> **Input rows**
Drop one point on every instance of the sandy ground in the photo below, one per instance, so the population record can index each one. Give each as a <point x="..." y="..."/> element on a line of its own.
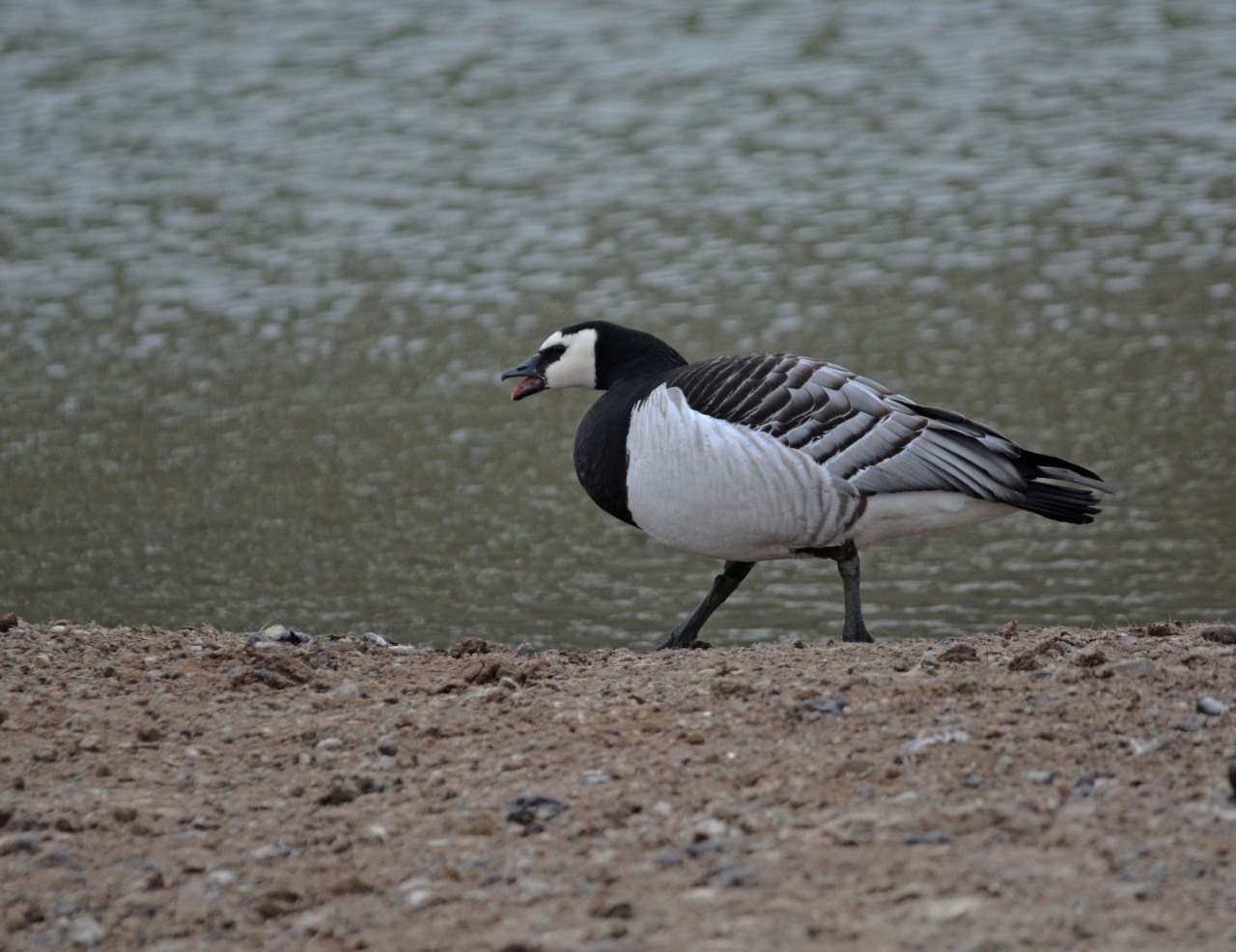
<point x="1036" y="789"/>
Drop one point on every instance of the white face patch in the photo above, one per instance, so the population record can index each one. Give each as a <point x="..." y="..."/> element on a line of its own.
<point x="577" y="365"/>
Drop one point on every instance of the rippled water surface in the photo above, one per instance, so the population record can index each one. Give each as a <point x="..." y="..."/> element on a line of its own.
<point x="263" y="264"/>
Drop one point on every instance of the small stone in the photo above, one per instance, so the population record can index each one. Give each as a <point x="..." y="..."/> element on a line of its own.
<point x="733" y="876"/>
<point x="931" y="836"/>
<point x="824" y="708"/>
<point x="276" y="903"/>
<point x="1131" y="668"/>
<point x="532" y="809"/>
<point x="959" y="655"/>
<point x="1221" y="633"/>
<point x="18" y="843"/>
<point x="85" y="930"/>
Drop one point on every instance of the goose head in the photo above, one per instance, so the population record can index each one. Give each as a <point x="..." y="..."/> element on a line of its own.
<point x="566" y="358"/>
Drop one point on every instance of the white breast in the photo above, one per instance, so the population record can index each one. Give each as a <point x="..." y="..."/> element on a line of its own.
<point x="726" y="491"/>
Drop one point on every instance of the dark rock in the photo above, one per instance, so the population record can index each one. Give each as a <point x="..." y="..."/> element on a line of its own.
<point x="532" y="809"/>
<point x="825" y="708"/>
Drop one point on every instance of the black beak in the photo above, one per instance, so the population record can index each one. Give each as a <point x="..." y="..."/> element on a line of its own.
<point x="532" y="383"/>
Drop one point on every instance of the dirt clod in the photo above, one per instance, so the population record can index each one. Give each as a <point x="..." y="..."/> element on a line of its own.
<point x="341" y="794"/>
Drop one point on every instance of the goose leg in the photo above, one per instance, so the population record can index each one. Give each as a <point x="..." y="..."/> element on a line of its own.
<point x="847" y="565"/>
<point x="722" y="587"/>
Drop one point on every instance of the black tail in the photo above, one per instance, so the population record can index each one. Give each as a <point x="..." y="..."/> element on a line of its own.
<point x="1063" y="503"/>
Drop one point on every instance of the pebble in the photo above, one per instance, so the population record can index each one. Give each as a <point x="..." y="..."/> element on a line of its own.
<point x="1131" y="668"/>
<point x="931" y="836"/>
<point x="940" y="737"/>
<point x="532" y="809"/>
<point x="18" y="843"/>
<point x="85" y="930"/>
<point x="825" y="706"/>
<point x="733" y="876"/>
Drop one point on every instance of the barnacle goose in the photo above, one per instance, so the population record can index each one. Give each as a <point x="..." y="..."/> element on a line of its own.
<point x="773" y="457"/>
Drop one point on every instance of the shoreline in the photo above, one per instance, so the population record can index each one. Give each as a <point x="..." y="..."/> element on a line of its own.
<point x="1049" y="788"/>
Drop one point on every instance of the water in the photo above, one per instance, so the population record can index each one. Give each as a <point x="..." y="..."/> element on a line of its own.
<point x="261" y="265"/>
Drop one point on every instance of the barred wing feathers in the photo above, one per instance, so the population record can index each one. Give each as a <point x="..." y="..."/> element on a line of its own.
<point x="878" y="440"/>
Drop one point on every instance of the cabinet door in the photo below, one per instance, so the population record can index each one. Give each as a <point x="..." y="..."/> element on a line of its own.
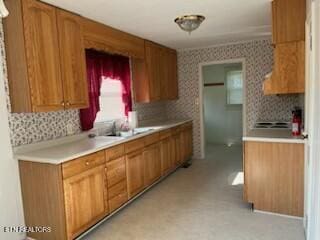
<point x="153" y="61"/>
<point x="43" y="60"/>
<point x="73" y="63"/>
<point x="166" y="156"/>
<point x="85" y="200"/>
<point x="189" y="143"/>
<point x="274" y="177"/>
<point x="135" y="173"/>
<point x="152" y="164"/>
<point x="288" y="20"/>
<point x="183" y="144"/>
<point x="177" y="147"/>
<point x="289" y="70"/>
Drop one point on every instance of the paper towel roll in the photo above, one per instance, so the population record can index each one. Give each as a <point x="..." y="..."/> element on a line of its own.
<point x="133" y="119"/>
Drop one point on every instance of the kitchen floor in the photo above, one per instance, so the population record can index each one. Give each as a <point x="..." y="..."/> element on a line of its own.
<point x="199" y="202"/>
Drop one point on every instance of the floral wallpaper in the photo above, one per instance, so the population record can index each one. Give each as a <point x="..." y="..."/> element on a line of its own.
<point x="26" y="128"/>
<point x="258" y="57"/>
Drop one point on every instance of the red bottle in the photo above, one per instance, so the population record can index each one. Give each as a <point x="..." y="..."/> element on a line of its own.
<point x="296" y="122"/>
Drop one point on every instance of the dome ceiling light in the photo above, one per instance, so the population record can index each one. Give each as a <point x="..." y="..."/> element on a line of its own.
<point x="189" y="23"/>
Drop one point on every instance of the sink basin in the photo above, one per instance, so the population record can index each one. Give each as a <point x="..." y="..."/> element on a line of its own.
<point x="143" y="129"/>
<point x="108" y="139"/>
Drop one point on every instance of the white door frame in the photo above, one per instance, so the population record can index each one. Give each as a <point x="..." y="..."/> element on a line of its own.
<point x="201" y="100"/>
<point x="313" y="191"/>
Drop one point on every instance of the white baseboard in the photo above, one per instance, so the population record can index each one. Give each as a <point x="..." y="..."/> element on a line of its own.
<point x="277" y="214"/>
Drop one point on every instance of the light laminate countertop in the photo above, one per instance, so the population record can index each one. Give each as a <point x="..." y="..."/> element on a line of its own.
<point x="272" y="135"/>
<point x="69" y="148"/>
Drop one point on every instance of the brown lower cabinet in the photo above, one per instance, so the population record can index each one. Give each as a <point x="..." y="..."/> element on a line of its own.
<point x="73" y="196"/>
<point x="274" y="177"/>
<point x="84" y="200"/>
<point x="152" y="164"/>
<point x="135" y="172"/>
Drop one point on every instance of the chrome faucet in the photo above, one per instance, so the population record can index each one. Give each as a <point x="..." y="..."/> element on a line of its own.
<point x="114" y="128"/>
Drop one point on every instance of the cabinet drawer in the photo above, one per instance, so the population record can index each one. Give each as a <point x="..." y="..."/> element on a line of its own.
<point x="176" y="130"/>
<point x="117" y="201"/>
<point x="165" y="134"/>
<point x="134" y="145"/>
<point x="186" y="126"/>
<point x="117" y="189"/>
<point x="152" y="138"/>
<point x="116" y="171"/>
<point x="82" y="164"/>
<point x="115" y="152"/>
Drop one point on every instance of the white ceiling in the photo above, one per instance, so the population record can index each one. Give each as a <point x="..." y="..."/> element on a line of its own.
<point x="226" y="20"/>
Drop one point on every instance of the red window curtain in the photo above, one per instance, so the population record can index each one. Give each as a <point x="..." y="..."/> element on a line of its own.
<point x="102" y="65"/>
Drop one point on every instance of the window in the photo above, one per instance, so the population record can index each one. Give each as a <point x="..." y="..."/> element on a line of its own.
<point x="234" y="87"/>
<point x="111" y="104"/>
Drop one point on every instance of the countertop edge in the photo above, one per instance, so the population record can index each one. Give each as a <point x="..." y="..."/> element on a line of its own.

> **The task**
Omit the pictures and give the material again, exactly and in full.

> **Task output**
Drop one point on every instance of the sandy ground in the photo below, one per instance, so the population record can index each one. Give each as a <point x="..." y="..."/> element on a line of its own.
<point x="1036" y="789"/>
Drop one point on every instance of the white face patch in the photo above, one per instance, so the population record can index each one. Give each as a <point x="..." y="..."/> element on a line of its own.
<point x="577" y="365"/>
Drop one point on every instance of the rippled water surface in the photo above, one per instance, so the population record can index each one. Give each as a <point x="..." y="..."/> element on a line of its own.
<point x="263" y="264"/>
Drop one point on every instance of the small stone in the photo above, one per instance, so the population record can index each one. Give each as a <point x="..." y="..."/> element on a line of its own.
<point x="733" y="876"/>
<point x="931" y="836"/>
<point x="824" y="708"/>
<point x="276" y="903"/>
<point x="1131" y="668"/>
<point x="532" y="809"/>
<point x="959" y="655"/>
<point x="1221" y="633"/>
<point x="18" y="843"/>
<point x="85" y="930"/>
Drop one point on every instance of the goose head in the photo above, one per instance, so the population record can index each one. Give each as a <point x="..." y="..."/> element on a line of its own.
<point x="566" y="358"/>
Drop one point on every instance of the white breast in the photo above, one per instance, so the population record can index each one. Give each as a <point x="..." y="..."/> element on a line of its own.
<point x="726" y="491"/>
Drop one point on every instance of the dark rock in the photo above, one per instance, so the population record can index each one. Give each as a <point x="..." y="..."/> element on a line of its own.
<point x="532" y="809"/>
<point x="825" y="708"/>
Drop one point on every instance of the black beak in the photo above, one per instance, so the population record can index each one. Give each as a <point x="..." y="..."/> element on a line of its own.
<point x="532" y="383"/>
Drop one point on every instance of the dirt clod in the photo above, one per instance, so the population record can index each one. Give each as a <point x="..." y="..."/> element on a line of its own.
<point x="341" y="794"/>
Drop one point on every instance of the goose leg in the photo above, one per instance, so the population record can index each one. Give each as a <point x="..." y="..."/> element on a line of its own.
<point x="847" y="565"/>
<point x="722" y="587"/>
Drop one point on every instance of the black tail in the photo above, one per instance, so the population record can index each one. Give each as a <point x="..." y="..."/> element on a line of its own.
<point x="1063" y="503"/>
Drop one point on every instance of the pebble in the photo above, one per instance, so the population record can index each one. Give each as a <point x="..." y="..."/> element on a line of its own.
<point x="1131" y="668"/>
<point x="931" y="836"/>
<point x="940" y="737"/>
<point x="532" y="809"/>
<point x="18" y="843"/>
<point x="85" y="930"/>
<point x="825" y="706"/>
<point x="733" y="876"/>
Drop one point on every instance of the barnacle goose in the photo above, one per instance, so the population record can index each one. Give each as a <point x="..." y="..."/> element on a line of its own.
<point x="773" y="457"/>
Drop one point on every instance of the shoreline in the photo above, one per instance, so the population record can index each one. Give each as a <point x="..." y="..."/> element on a line of its own.
<point x="1049" y="788"/>
Drop one point on every instance of the water in the photo above, one per instance, so the population record can index each one. Give each as a <point x="..." y="..."/> element on a line of its own.
<point x="261" y="265"/>
Drop one point on every instance of the barred wing feathers in the photo above, one per instance, so the population record can index each one. Give each as a <point x="..." y="..."/> element on a line of its own.
<point x="878" y="440"/>
Drop one point on every instance of the cabinet door in the photo below, one per instance, so the population record can index each one. Give each as a <point x="..." y="..."/> element on a line of its own.
<point x="153" y="61"/>
<point x="43" y="60"/>
<point x="73" y="63"/>
<point x="166" y="156"/>
<point x="85" y="200"/>
<point x="189" y="143"/>
<point x="274" y="177"/>
<point x="135" y="173"/>
<point x="152" y="164"/>
<point x="288" y="20"/>
<point x="183" y="144"/>
<point x="177" y="147"/>
<point x="289" y="70"/>
Drop one point on every instance of the paper towel roll in the photo above, one per instance, so the population record can index each one. Give each as a <point x="..." y="..."/> element on a line of its own.
<point x="133" y="119"/>
Drop one point on every instance of the kitchen floor in the photo above, one per instance, so the population record can index each one. Give each as a <point x="..." y="..."/> element on a line of its own.
<point x="199" y="202"/>
Drop one point on every instance of the floral wallpaper in the photo above, one per instance, so the population record can index each one. Give each as a <point x="..." y="..."/> element on a line of its own.
<point x="26" y="128"/>
<point x="258" y="57"/>
Drop one point on every instance of the red bottle in the photo above, one per instance, so the population record can index each one. Give each as a <point x="..." y="..."/> element on a line of its own.
<point x="296" y="122"/>
Drop one point on every instance of the dome ceiling light in the photo above, one per instance, so the population record can index each one. Give each as a <point x="..." y="..."/> element on a line of its own.
<point x="189" y="23"/>
Drop one point on every instance of the sink basin in the photo above, one per instance, so the population record can index each one. Give each as a <point x="..." y="..."/> element on a line of its own.
<point x="143" y="129"/>
<point x="108" y="139"/>
Drop one point on every instance of the white door frame in the photo above, one per instance, so the population record can index each one. Give each as a <point x="..." y="..."/> element on a line of its own.
<point x="201" y="100"/>
<point x="313" y="191"/>
Drop one point on every instance of the white baseboard in the photo above, one per instance, so the population record can index each one. Give each as a <point x="..." y="..."/> element on a line of its own.
<point x="277" y="214"/>
Drop one point on every instance of the light laminate countertop in the photo above, one per instance, so the population record can index each one. Give each as a <point x="..." y="..."/> element on a line of its own.
<point x="272" y="135"/>
<point x="69" y="148"/>
Drop one point on every instance of the brown lower cabinet in the photo above, one per instance, so the population record can index each one. Give each as a <point x="..." y="..."/> element on a line of its own.
<point x="73" y="196"/>
<point x="274" y="177"/>
<point x="84" y="200"/>
<point x="152" y="164"/>
<point x="135" y="172"/>
Drop one point on every instance of the chrome faucet in the photo above, one per instance, so the population record can index each one. Give each as a <point x="..." y="..."/> element on a line of its own.
<point x="114" y="128"/>
Drop one point on every instance of the cabinet drawer in the photo above, one per instance, so the population record can index each one. Give each as a <point x="..." y="..."/> element on a line of its own.
<point x="176" y="130"/>
<point x="117" y="201"/>
<point x="165" y="134"/>
<point x="134" y="145"/>
<point x="186" y="126"/>
<point x="117" y="189"/>
<point x="152" y="138"/>
<point x="116" y="171"/>
<point x="82" y="164"/>
<point x="115" y="152"/>
Drop one point on every instance of the white ceiling in the photo above, one per instance, so the population record can index each one. Give each as a <point x="..." y="..."/> element on a line of its own.
<point x="226" y="20"/>
Drop one point on every instance of the red window curtain in the photo above, one per instance, so the population record can index each one. Give each as a <point x="..." y="..."/> element on a line of its own.
<point x="102" y="65"/>
Drop one point on every instance of the window in the photo above, one per instance, so the population record can index each one. Give each as a <point x="..." y="..."/> element on a line of its own.
<point x="234" y="87"/>
<point x="111" y="104"/>
Drop one point on every instance of the countertop edge in the photo above, one per instance, so the population record can index each one. Give each as a <point x="..." y="..."/> element on a line of its own.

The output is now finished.